● Alıştırma: Aşağıdaki Alacahöyük sayfasına göre Alacahöyük, Çorum il merkezine ve Alaca İlçesi'ne göre nerede bulunur?
::: Sayfa alıntısı :::
©Türkiye Arkeolojik Yerleşmeleri - TAY Projesi


Alacahöyük

Çizimler için tıklayın...

maps

Fotoğraflar için tıklayın...

Alacahöyük
Türü:
Höyük
Rakım:
1000 m
Bölge:
İç Anadolu
İl:
Çorum
İlçe:
Alaca
Köy:
Höyük
Araştırma Yöntemi:
Kazı
Dönem:
Son

     


Yeri: Çorum il merkezinin güneyinde; Alaca İlçesi'nin batı-kuzeybatısındadır.
::: Veri kümesi kayıtları :::
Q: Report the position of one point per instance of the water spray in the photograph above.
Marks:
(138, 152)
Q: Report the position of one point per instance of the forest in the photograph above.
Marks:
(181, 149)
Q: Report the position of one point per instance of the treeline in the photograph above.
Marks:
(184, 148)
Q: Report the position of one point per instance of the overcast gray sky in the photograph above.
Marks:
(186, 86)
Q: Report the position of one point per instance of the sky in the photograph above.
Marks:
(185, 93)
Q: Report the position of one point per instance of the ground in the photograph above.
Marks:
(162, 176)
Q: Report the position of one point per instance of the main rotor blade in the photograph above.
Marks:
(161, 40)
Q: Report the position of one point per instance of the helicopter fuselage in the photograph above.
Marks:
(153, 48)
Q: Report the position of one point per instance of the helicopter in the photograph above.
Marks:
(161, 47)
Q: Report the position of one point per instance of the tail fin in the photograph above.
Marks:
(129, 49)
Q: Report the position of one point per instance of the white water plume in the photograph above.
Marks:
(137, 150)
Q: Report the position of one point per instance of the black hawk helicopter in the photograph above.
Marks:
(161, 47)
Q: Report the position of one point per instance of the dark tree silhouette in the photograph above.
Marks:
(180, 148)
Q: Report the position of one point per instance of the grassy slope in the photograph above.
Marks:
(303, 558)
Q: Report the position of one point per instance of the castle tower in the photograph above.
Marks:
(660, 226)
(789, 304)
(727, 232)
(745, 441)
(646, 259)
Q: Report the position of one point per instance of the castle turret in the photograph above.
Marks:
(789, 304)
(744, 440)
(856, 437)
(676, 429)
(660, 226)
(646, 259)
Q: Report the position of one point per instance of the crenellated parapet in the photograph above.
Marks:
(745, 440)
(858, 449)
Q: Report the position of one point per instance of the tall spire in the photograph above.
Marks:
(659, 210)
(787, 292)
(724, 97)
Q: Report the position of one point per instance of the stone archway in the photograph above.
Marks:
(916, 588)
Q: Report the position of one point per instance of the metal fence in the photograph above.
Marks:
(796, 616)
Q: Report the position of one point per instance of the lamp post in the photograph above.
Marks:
:::
● Alıştırma yanıtı: Çorum il merkezinin güneyinde, Alaca İlçesi'nin ise batı-kuzeybatısında bulunur.